■ **Task to carry out**: The records are given next. Repeat each one exactly.

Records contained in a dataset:

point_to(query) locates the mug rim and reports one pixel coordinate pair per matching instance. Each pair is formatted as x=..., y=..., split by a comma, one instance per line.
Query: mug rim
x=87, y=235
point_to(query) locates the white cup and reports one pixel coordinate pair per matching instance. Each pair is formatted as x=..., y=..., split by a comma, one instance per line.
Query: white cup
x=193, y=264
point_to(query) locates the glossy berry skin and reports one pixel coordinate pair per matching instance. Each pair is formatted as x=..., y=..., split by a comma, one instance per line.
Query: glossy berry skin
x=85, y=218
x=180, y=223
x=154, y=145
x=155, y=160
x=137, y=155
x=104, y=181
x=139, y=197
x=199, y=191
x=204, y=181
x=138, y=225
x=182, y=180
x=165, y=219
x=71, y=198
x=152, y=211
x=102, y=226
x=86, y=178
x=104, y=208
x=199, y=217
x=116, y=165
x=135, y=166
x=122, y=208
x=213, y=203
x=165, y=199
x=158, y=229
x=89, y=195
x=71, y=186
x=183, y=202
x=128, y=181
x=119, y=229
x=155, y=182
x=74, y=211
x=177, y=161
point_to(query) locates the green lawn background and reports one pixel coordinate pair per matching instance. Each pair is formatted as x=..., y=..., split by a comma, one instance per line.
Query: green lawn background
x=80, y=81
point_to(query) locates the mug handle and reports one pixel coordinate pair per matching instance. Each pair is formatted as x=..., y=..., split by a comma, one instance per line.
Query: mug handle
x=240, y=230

■ **Solution to this task**:
point_to(query) locates the mug rim and reports one pixel coordinate pair per matching instance. Each pair is formatted as x=..., y=..., split by a comma, one instance per line.
Query: mug rim
x=87, y=235
point_to(query) locates the white cup and reports one pixel coordinate pair per matching instance. Each pair is formatted as x=..., y=..., split by a comma, one instance per line.
Query: white cup
x=193, y=264
point_to(query) locates the glossy berry skin and reports one pixel coordinate pair per matching instance. Each pair is formatted as x=..., y=..., split by a comma, one instance per line.
Query: glossy berry skin
x=85, y=218
x=180, y=223
x=154, y=145
x=155, y=160
x=137, y=155
x=104, y=181
x=139, y=197
x=199, y=191
x=204, y=181
x=138, y=225
x=182, y=180
x=165, y=219
x=71, y=198
x=152, y=211
x=102, y=226
x=86, y=178
x=104, y=208
x=199, y=217
x=116, y=165
x=135, y=166
x=122, y=208
x=213, y=203
x=165, y=199
x=158, y=229
x=89, y=195
x=71, y=186
x=183, y=202
x=128, y=181
x=119, y=229
x=155, y=182
x=74, y=211
x=177, y=161
point_to(query) locates the green lawn background and reports one pixel coordinate pair per matching instance. Each pair is formatted as x=..., y=..., split by a comma, one instance per line.
Query: green lawn background
x=80, y=81
point_to(query) locates the mug handle and reports one pixel coordinate pair per matching instance. Each pair is formatted as x=..., y=..., split by a comma, one instance per line.
Query: mug handle
x=240, y=230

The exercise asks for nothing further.